[Task details] Count the lines in the records below that contain the string "green". Case counts, and the reply should be only the number.

[Extracted material]
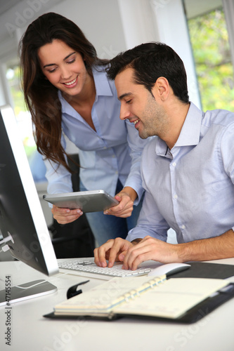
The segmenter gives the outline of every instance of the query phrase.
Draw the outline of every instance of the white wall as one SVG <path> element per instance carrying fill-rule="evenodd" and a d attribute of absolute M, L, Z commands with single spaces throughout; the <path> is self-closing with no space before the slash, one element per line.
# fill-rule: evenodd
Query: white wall
<path fill-rule="evenodd" d="M 0 15 L 0 62 L 17 56 L 20 37 L 41 13 L 53 11 L 75 22 L 100 58 L 145 41 L 171 46 L 183 60 L 190 98 L 200 106 L 196 75 L 182 0 L 22 0 Z M 16 29 L 14 31 L 14 29 Z M 6 99 L 0 77 L 0 103 Z"/>

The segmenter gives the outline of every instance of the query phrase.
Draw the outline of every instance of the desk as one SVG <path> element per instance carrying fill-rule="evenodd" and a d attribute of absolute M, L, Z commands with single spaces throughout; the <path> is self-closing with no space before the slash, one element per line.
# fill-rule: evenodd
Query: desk
<path fill-rule="evenodd" d="M 234 258 L 214 261 L 234 265 Z M 11 276 L 13 285 L 46 279 L 58 291 L 12 304 L 11 346 L 5 345 L 5 307 L 0 307 L 1 351 L 233 351 L 234 299 L 195 324 L 138 321 L 52 320 L 43 314 L 66 299 L 67 289 L 84 277 L 57 274 L 47 277 L 21 262 L 1 262 L 0 278 Z M 102 283 L 91 279 L 83 291 Z M 5 284 L 0 281 L 0 289 Z"/>

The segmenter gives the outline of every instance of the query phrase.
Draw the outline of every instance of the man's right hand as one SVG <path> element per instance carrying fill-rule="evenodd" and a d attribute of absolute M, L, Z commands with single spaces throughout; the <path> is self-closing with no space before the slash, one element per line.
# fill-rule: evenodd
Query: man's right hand
<path fill-rule="evenodd" d="M 110 239 L 94 249 L 94 262 L 99 267 L 112 267 L 115 262 L 123 261 L 126 251 L 134 244 L 122 238 Z"/>
<path fill-rule="evenodd" d="M 55 205 L 53 205 L 51 212 L 54 219 L 60 224 L 67 224 L 74 222 L 83 214 L 83 212 L 79 209 L 62 208 Z"/>

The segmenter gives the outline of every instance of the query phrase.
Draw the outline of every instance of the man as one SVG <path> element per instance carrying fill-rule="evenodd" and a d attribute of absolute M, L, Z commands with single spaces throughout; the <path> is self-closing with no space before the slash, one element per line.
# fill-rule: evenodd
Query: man
<path fill-rule="evenodd" d="M 145 189 L 137 226 L 126 240 L 94 251 L 99 266 L 123 261 L 136 270 L 147 260 L 164 263 L 234 256 L 234 114 L 200 111 L 188 100 L 183 63 L 165 44 L 148 43 L 112 60 L 120 118 L 134 123 L 145 147 Z M 109 210 L 111 213 L 111 209 Z M 169 227 L 177 244 L 167 243 Z"/>

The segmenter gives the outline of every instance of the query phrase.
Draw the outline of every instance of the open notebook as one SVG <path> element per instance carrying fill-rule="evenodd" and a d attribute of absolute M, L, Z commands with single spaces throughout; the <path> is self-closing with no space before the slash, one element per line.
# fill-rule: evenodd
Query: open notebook
<path fill-rule="evenodd" d="M 109 320 L 120 317 L 148 317 L 181 320 L 193 307 L 223 296 L 223 291 L 225 295 L 225 291 L 230 289 L 229 298 L 234 295 L 233 285 L 216 279 L 167 280 L 165 275 L 113 278 L 56 305 L 54 312 L 44 317 L 85 316 Z M 227 296 L 225 298 L 228 300 Z"/>

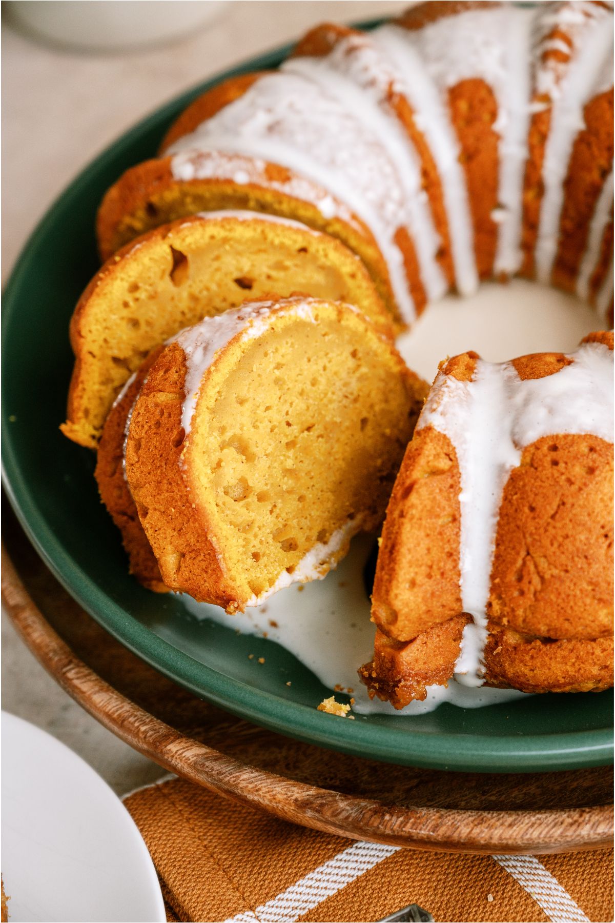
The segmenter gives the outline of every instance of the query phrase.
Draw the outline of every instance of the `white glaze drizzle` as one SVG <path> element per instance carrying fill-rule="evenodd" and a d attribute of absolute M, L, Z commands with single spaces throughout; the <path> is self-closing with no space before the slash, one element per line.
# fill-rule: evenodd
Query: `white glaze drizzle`
<path fill-rule="evenodd" d="M 392 62 L 394 89 L 408 100 L 417 127 L 429 144 L 442 182 L 456 288 L 460 294 L 472 294 L 479 286 L 474 230 L 459 144 L 448 107 L 425 69 L 412 32 L 387 24 L 372 36 Z"/>
<path fill-rule="evenodd" d="M 493 91 L 498 111 L 493 130 L 500 136 L 498 200 L 503 210 L 494 270 L 508 274 L 514 273 L 522 260 L 522 186 L 529 125 L 530 31 L 535 16 L 533 9 L 503 3 L 444 17 L 416 31 L 406 30 L 404 40 L 407 46 L 414 46 L 447 114 L 448 90 L 462 80 L 481 78 Z M 387 27 L 389 32 L 392 28 Z M 420 114 L 425 117 L 423 110 Z"/>
<path fill-rule="evenodd" d="M 320 211 L 323 218 L 340 218 L 356 231 L 362 230 L 352 211 L 339 198 L 305 176 L 292 174 L 284 181 L 272 179 L 266 174 L 266 161 L 259 157 L 224 153 L 214 150 L 188 150 L 174 154 L 171 173 L 175 179 L 183 182 L 193 179 L 228 179 L 237 183 L 238 186 L 247 186 L 251 183 L 264 186 L 309 202 Z"/>
<path fill-rule="evenodd" d="M 337 566 L 337 562 L 333 560 L 334 556 L 347 542 L 350 541 L 353 535 L 361 532 L 362 522 L 363 517 L 356 516 L 336 529 L 328 542 L 316 542 L 302 557 L 292 573 L 289 573 L 286 569 L 282 570 L 276 582 L 268 590 L 264 590 L 258 597 L 251 596 L 245 604 L 246 606 L 262 605 L 269 596 L 284 590 L 292 583 L 306 583 L 313 580 L 323 580 L 329 570 L 335 569 Z"/>
<path fill-rule="evenodd" d="M 373 234 L 402 316 L 411 321 L 414 306 L 403 256 L 394 241 L 398 227 L 408 227 L 429 300 L 439 297 L 444 285 L 435 259 L 438 235 L 420 188 L 419 159 L 390 111 L 386 92 L 394 86 L 407 96 L 430 144 L 443 183 L 455 282 L 468 294 L 477 284 L 472 228 L 445 91 L 462 79 L 481 78 L 496 97 L 494 130 L 501 138 L 499 205 L 493 212 L 496 273 L 514 274 L 521 265 L 528 118 L 530 112 L 552 107 L 536 246 L 537 275 L 547 282 L 557 251 L 563 178 L 583 127 L 583 107 L 612 84 L 607 16 L 610 11 L 585 0 L 545 4 L 537 10 L 503 3 L 465 10 L 417 31 L 389 24 L 369 36 L 347 37 L 325 58 L 291 59 L 283 66 L 285 73 L 261 78 L 176 141 L 169 150 L 171 172 L 183 180 L 227 176 L 240 184 L 260 182 L 310 201 L 325 218 L 337 216 L 355 226 L 356 214 Z M 538 63 L 530 102 L 533 27 L 538 41 L 531 58 Z M 554 27 L 565 32 L 570 45 L 550 36 Z M 566 60 L 541 61 L 549 51 L 562 53 Z M 344 145 L 337 143 L 339 137 Z M 267 161 L 288 167 L 289 181 L 270 180 Z"/>
<path fill-rule="evenodd" d="M 585 2 L 563 5 L 542 17 L 543 28 L 558 26 L 572 40 L 570 59 L 538 67 L 535 92 L 551 102 L 550 126 L 542 165 L 544 194 L 535 247 L 536 275 L 548 283 L 557 255 L 564 180 L 573 146 L 585 128 L 584 109 L 612 86 L 613 30 L 610 10 Z"/>
<path fill-rule="evenodd" d="M 363 122 L 335 96 L 297 74 L 262 77 L 170 148 L 168 152 L 177 155 L 171 161 L 173 175 L 196 176 L 191 166 L 196 162 L 195 155 L 197 159 L 205 150 L 278 163 L 342 199 L 371 230 L 400 312 L 408 322 L 414 319 L 403 254 L 394 239 L 406 222 L 395 163 L 379 138 L 366 132 Z"/>
<path fill-rule="evenodd" d="M 461 477 L 459 546 L 464 629 L 458 681 L 480 685 L 487 603 L 502 494 L 523 450 L 542 437 L 588 434 L 613 441 L 613 354 L 584 343 L 555 375 L 522 381 L 512 363 L 477 361 L 471 381 L 440 372 L 418 424 L 444 433 Z"/>
<path fill-rule="evenodd" d="M 203 376 L 224 349 L 240 333 L 242 340 L 252 340 L 266 330 L 272 313 L 277 318 L 293 315 L 313 322 L 312 306 L 320 304 L 314 298 L 281 298 L 278 301 L 251 301 L 212 318 L 204 318 L 193 327 L 186 327 L 169 342 L 176 342 L 185 355 L 185 397 L 182 408 L 182 426 L 190 432 Z M 350 307 L 351 306 L 348 306 Z"/>
<path fill-rule="evenodd" d="M 324 236 L 321 231 L 311 228 L 302 222 L 298 222 L 294 218 L 286 218 L 283 215 L 270 215 L 266 211 L 248 211 L 245 209 L 222 209 L 219 211 L 198 211 L 197 218 L 205 221 L 219 221 L 220 219 L 232 218 L 238 222 L 267 222 L 269 224 L 281 224 L 284 227 L 297 228 L 298 231 L 307 231 L 314 237 Z"/>
<path fill-rule="evenodd" d="M 584 301 L 589 298 L 589 282 L 596 270 L 597 259 L 602 249 L 605 228 L 613 218 L 613 171 L 604 181 L 600 195 L 596 202 L 594 214 L 587 232 L 585 251 L 576 277 L 576 294 Z"/>
<path fill-rule="evenodd" d="M 428 301 L 441 298 L 448 283 L 437 262 L 442 246 L 432 218 L 428 197 L 422 188 L 421 164 L 408 134 L 387 104 L 393 81 L 377 48 L 365 35 L 342 39 L 324 58 L 290 58 L 282 70 L 299 74 L 333 93 L 352 112 L 365 130 L 380 138 L 394 162 L 406 204 L 406 223 L 416 247 L 421 280 Z"/>
<path fill-rule="evenodd" d="M 224 626 L 231 631 L 266 637 L 281 644 L 304 664 L 333 692 L 342 687 L 351 689 L 355 699 L 352 711 L 358 714 L 384 713 L 403 719 L 406 715 L 432 712 L 449 701 L 462 708 L 478 708 L 525 698 L 514 689 L 471 689 L 454 679 L 448 686 L 431 686 L 424 701 L 410 702 L 400 712 L 380 699 L 370 700 L 367 689 L 359 681 L 357 667 L 373 655 L 373 623 L 370 621 L 370 600 L 363 587 L 362 570 L 373 546 L 371 535 L 357 535 L 348 555 L 335 572 L 325 580 L 301 587 L 287 587 L 271 596 L 264 605 L 230 616 L 218 605 L 196 603 L 190 596 L 182 602 L 191 616 Z M 216 630 L 205 627 L 204 631 Z M 207 637 L 207 636 L 206 636 Z M 230 642 L 232 639 L 230 639 Z M 207 641 L 204 640 L 207 646 Z M 198 652 L 193 650 L 193 655 Z M 266 659 L 268 663 L 268 657 Z M 267 669 L 253 658 L 254 670 Z M 280 690 L 292 694 L 284 683 L 292 681 L 292 673 L 280 675 Z M 294 686 L 294 682 L 292 682 Z M 313 703 L 314 705 L 317 702 Z"/>

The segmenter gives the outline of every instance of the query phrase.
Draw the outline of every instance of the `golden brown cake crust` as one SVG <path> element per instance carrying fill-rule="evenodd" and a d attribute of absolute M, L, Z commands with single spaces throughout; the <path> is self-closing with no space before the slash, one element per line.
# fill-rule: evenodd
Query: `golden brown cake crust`
<path fill-rule="evenodd" d="M 612 169 L 612 88 L 587 103 L 584 122 L 585 127 L 576 137 L 568 163 L 560 218 L 560 246 L 551 274 L 553 284 L 567 292 L 575 290 L 596 204 Z"/>
<path fill-rule="evenodd" d="M 410 641 L 376 631 L 373 660 L 359 670 L 370 697 L 405 708 L 426 697 L 426 687 L 446 685 L 459 655 L 469 617 L 428 629 Z M 601 692 L 613 685 L 613 639 L 552 641 L 490 623 L 484 652 L 485 686 L 521 692 Z"/>
<path fill-rule="evenodd" d="M 176 180 L 171 162 L 171 157 L 164 157 L 131 167 L 107 191 L 97 216 L 102 259 L 111 259 L 117 250 L 160 225 L 201 211 L 238 210 L 278 215 L 328 234 L 357 254 L 392 317 L 397 318 L 386 264 L 372 232 L 360 218 L 353 216 L 352 224 L 337 217 L 325 218 L 311 202 L 273 188 L 267 184 L 284 184 L 292 178 L 289 170 L 276 163 L 265 164 L 262 181 L 237 184 L 219 178 Z M 327 195 L 316 186 L 313 190 L 314 199 Z"/>
<path fill-rule="evenodd" d="M 386 354 L 386 367 L 390 362 L 391 376 L 399 379 L 396 387 L 406 393 L 403 426 L 410 433 L 424 394 L 420 379 L 406 369 L 390 343 L 361 315 L 345 306 L 324 302 L 315 309 L 326 312 L 327 317 L 330 315 L 329 319 L 335 319 L 336 323 L 350 323 L 353 330 L 356 325 L 366 342 L 372 342 L 374 349 L 377 344 L 377 350 L 384 351 L 378 354 Z M 317 328 L 318 324 L 314 329 Z M 239 349 L 240 339 L 240 334 L 233 337 L 224 354 L 231 354 L 235 342 Z M 206 370 L 202 394 L 211 376 L 216 374 L 217 366 L 226 361 L 220 359 L 221 355 L 217 354 L 216 363 Z M 200 484 L 200 475 L 182 454 L 185 374 L 185 354 L 178 343 L 171 342 L 150 368 L 133 410 L 125 450 L 127 480 L 164 583 L 173 590 L 189 593 L 195 599 L 222 605 L 233 612 L 247 605 L 247 597 L 242 595 L 238 584 L 229 576 L 228 558 L 218 544 L 221 541 L 219 531 L 216 531 L 204 506 L 194 502 L 193 489 L 197 489 L 195 485 L 197 481 Z M 221 385 L 218 378 L 216 382 L 215 388 L 211 387 L 219 395 Z M 193 426 L 191 439 L 196 438 L 195 426 L 198 424 Z M 373 463 L 376 464 L 375 459 Z M 382 489 L 379 485 L 381 492 Z M 363 512 L 369 512 L 363 528 L 373 528 L 382 517 L 382 508 L 377 511 L 376 520 L 371 510 L 359 510 L 357 515 L 362 516 Z"/>
<path fill-rule="evenodd" d="M 603 439 L 547 437 L 524 450 L 500 507 L 494 621 L 543 638 L 612 636 L 612 494 L 613 446 Z"/>
<path fill-rule="evenodd" d="M 613 348 L 612 331 L 583 342 Z M 476 354 L 441 364 L 472 378 Z M 513 360 L 521 379 L 557 375 L 561 353 Z M 373 595 L 374 659 L 361 675 L 372 692 L 408 704 L 420 683 L 442 683 L 442 637 L 466 617 L 459 589 L 461 486 L 454 446 L 432 426 L 406 451 L 383 530 Z M 589 435 L 554 435 L 527 446 L 504 486 L 487 605 L 487 684 L 523 691 L 612 685 L 613 446 Z M 574 562 L 574 566 L 571 566 Z M 446 629 L 448 626 L 448 629 Z M 433 645 L 433 673 L 417 679 L 412 646 Z M 497 642 L 493 639 L 497 639 Z M 552 654 L 552 655 L 551 655 Z M 424 663 L 429 664 L 425 654 Z M 515 672 L 516 671 L 516 672 Z"/>
<path fill-rule="evenodd" d="M 292 54 L 299 57 L 324 57 L 329 54 L 339 42 L 342 42 L 350 35 L 361 34 L 364 33 L 356 29 L 349 29 L 347 26 L 337 26 L 328 22 L 324 23 L 323 25 L 316 26 L 304 35 Z M 440 250 L 436 255 L 436 261 L 439 263 L 449 286 L 453 286 L 455 284 L 455 267 L 453 265 L 448 218 L 444 207 L 440 174 L 438 173 L 430 147 L 422 132 L 416 125 L 412 107 L 406 96 L 397 92 L 394 81 L 391 81 L 388 87 L 387 102 L 391 110 L 399 119 L 420 158 L 422 188 L 429 196 L 434 225 L 442 241 Z M 420 314 L 427 303 L 427 296 L 420 281 L 414 245 L 409 241 L 408 235 L 407 239 L 400 243 L 402 252 L 406 254 L 406 271 L 417 313 Z"/>
<path fill-rule="evenodd" d="M 122 533 L 122 542 L 130 561 L 130 573 L 148 590 L 154 590 L 156 593 L 166 593 L 168 587 L 160 577 L 158 562 L 143 531 L 126 482 L 124 471 L 124 443 L 128 414 L 148 372 L 162 349 L 163 347 L 160 346 L 152 350 L 135 376 L 133 383 L 112 408 L 99 443 L 94 472 L 101 499 Z"/>
<path fill-rule="evenodd" d="M 373 583 L 372 617 L 389 638 L 408 641 L 461 611 L 459 490 L 450 439 L 420 430 L 393 488 Z"/>
<path fill-rule="evenodd" d="M 193 507 L 180 463 L 185 371 L 183 350 L 177 343 L 170 343 L 149 370 L 133 409 L 126 476 L 144 531 L 156 539 L 164 583 L 173 590 L 190 590 L 196 569 L 201 598 L 226 606 L 232 588 L 209 539 L 207 522 Z M 174 527 L 169 522 L 170 510 Z"/>
<path fill-rule="evenodd" d="M 253 83 L 255 83 L 266 73 L 267 71 L 254 71 L 252 74 L 240 74 L 237 77 L 231 77 L 197 97 L 183 110 L 164 136 L 160 144 L 160 154 L 164 154 L 165 150 L 180 138 L 190 135 L 195 128 L 198 128 L 201 122 L 211 118 L 230 102 L 239 100 Z"/>
<path fill-rule="evenodd" d="M 367 270 L 338 240 L 255 213 L 254 222 L 226 212 L 181 219 L 127 245 L 79 299 L 64 434 L 95 448 L 115 395 L 151 349 L 207 315 L 272 292 L 352 302 L 393 335 Z"/>

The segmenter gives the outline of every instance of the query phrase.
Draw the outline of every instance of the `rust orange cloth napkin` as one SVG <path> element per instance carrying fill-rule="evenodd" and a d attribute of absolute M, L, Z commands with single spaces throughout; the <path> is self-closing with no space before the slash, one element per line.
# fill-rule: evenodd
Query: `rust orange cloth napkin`
<path fill-rule="evenodd" d="M 442 921 L 613 919 L 612 850 L 466 856 L 297 827 L 181 779 L 124 799 L 170 920 L 358 923 L 419 904 Z"/>

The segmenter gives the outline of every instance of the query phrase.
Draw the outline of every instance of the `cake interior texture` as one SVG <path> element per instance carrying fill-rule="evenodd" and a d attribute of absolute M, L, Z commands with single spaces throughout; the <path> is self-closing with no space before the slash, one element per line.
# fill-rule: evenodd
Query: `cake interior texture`
<path fill-rule="evenodd" d="M 302 293 L 391 321 L 365 268 L 298 222 L 227 211 L 159 229 L 102 268 L 71 322 L 77 365 L 63 431 L 93 448 L 113 398 L 154 347 L 248 298 Z"/>
<path fill-rule="evenodd" d="M 253 311 L 225 316 L 252 327 L 199 368 L 192 411 L 198 350 L 170 343 L 125 447 L 164 582 L 231 611 L 324 576 L 352 534 L 379 525 L 426 390 L 355 309 L 289 299 Z"/>

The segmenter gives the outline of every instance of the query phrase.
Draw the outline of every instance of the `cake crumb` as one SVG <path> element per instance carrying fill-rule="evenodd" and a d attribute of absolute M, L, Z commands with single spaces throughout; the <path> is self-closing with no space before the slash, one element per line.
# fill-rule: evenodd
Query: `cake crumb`
<path fill-rule="evenodd" d="M 341 701 L 336 701 L 336 697 L 334 695 L 330 696 L 328 699 L 323 699 L 320 705 L 318 705 L 318 711 L 326 712 L 327 714 L 336 714 L 338 718 L 353 717 L 353 715 L 349 714 L 350 706 L 344 705 Z"/>

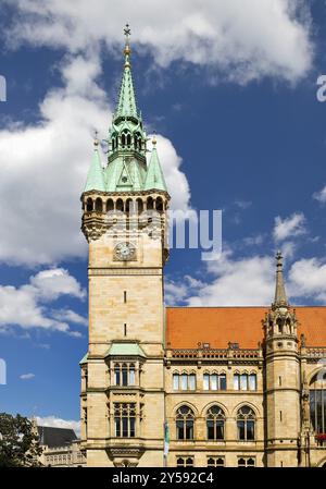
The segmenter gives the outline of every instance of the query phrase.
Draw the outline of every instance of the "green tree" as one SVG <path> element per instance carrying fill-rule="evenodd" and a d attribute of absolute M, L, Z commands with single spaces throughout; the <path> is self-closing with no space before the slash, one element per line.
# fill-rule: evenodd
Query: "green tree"
<path fill-rule="evenodd" d="M 28 418 L 0 413 L 0 467 L 40 465 L 41 452 L 37 429 Z"/>

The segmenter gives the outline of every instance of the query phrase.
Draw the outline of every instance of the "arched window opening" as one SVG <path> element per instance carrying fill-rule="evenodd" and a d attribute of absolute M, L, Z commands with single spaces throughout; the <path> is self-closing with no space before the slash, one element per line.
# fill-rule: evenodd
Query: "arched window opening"
<path fill-rule="evenodd" d="M 109 200 L 106 201 L 106 212 L 110 212 L 112 210 L 114 210 L 114 203 L 112 198 L 109 198 Z"/>
<path fill-rule="evenodd" d="M 225 391 L 226 375 L 225 374 L 204 374 L 203 375 L 204 391 Z"/>
<path fill-rule="evenodd" d="M 276 323 L 277 323 L 277 332 L 279 334 L 283 334 L 283 320 L 281 319 L 277 319 Z"/>
<path fill-rule="evenodd" d="M 193 411 L 189 406 L 181 406 L 176 415 L 177 440 L 193 440 Z"/>
<path fill-rule="evenodd" d="M 173 389 L 176 391 L 195 391 L 196 374 L 173 374 Z"/>
<path fill-rule="evenodd" d="M 178 456 L 177 467 L 193 467 L 193 456 Z"/>
<path fill-rule="evenodd" d="M 310 419 L 316 435 L 326 433 L 326 372 L 317 372 L 310 383 Z"/>
<path fill-rule="evenodd" d="M 255 415 L 251 407 L 242 406 L 237 414 L 238 440 L 254 440 Z"/>
<path fill-rule="evenodd" d="M 87 209 L 87 212 L 91 212 L 93 209 L 92 199 L 90 197 L 88 197 L 88 199 L 86 201 L 86 209 Z"/>
<path fill-rule="evenodd" d="M 256 390 L 256 375 L 255 374 L 235 374 L 234 389 L 236 391 L 255 391 Z"/>
<path fill-rule="evenodd" d="M 152 197 L 148 197 L 148 199 L 147 199 L 147 209 L 148 210 L 153 210 L 153 208 L 154 208 L 153 198 Z"/>
<path fill-rule="evenodd" d="M 136 206 L 137 206 L 138 213 L 141 213 L 143 211 L 143 203 L 142 203 L 141 198 L 137 198 Z"/>
<path fill-rule="evenodd" d="M 156 210 L 158 212 L 163 212 L 163 200 L 161 197 L 156 198 Z"/>
<path fill-rule="evenodd" d="M 102 203 L 102 199 L 100 197 L 98 197 L 96 199 L 96 211 L 97 212 L 102 212 L 103 211 L 103 203 Z"/>
<path fill-rule="evenodd" d="M 135 438 L 136 403 L 114 403 L 114 425 L 117 438 Z"/>
<path fill-rule="evenodd" d="M 124 201 L 123 201 L 122 198 L 118 198 L 118 199 L 116 200 L 115 207 L 116 207 L 116 210 L 122 210 L 122 211 L 124 210 Z"/>
<path fill-rule="evenodd" d="M 208 440 L 224 440 L 225 415 L 220 406 L 212 406 L 206 415 Z"/>
<path fill-rule="evenodd" d="M 136 366 L 135 364 L 115 364 L 114 365 L 114 384 L 118 387 L 135 386 Z"/>

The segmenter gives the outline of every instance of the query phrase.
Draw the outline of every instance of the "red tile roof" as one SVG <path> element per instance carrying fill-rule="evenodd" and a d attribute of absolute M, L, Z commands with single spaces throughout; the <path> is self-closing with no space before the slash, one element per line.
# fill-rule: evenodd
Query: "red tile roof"
<path fill-rule="evenodd" d="M 166 346 L 197 349 L 210 343 L 226 349 L 228 342 L 240 349 L 256 349 L 264 339 L 262 320 L 268 307 L 167 307 Z M 326 346 L 326 306 L 296 307 L 298 337 L 304 333 L 308 346 Z"/>

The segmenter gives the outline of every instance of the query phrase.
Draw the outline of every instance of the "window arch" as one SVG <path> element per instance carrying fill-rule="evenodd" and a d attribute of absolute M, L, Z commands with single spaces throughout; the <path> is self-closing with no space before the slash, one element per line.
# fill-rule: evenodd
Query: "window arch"
<path fill-rule="evenodd" d="M 90 197 L 88 197 L 88 199 L 86 200 L 86 210 L 87 212 L 92 211 L 92 199 Z"/>
<path fill-rule="evenodd" d="M 100 197 L 98 197 L 96 199 L 96 211 L 97 212 L 102 212 L 103 211 L 103 203 L 102 203 L 102 199 Z"/>
<path fill-rule="evenodd" d="M 109 198 L 106 200 L 106 212 L 110 212 L 114 210 L 114 201 L 112 200 L 112 198 Z"/>
<path fill-rule="evenodd" d="M 249 406 L 242 406 L 237 413 L 238 440 L 251 441 L 255 438 L 255 414 Z"/>
<path fill-rule="evenodd" d="M 222 407 L 212 406 L 206 414 L 208 440 L 224 440 L 225 414 Z"/>
<path fill-rule="evenodd" d="M 173 389 L 175 391 L 195 391 L 196 374 L 183 371 L 173 374 Z"/>
<path fill-rule="evenodd" d="M 177 440 L 193 440 L 195 414 L 191 407 L 180 406 L 176 413 Z"/>
<path fill-rule="evenodd" d="M 123 387 L 135 386 L 135 364 L 114 364 L 114 384 Z"/>
<path fill-rule="evenodd" d="M 310 382 L 310 419 L 316 435 L 326 433 L 326 372 L 314 375 Z"/>
<path fill-rule="evenodd" d="M 236 391 L 255 391 L 256 390 L 256 374 L 247 372 L 234 375 L 234 389 Z"/>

[Response to the exercise] 2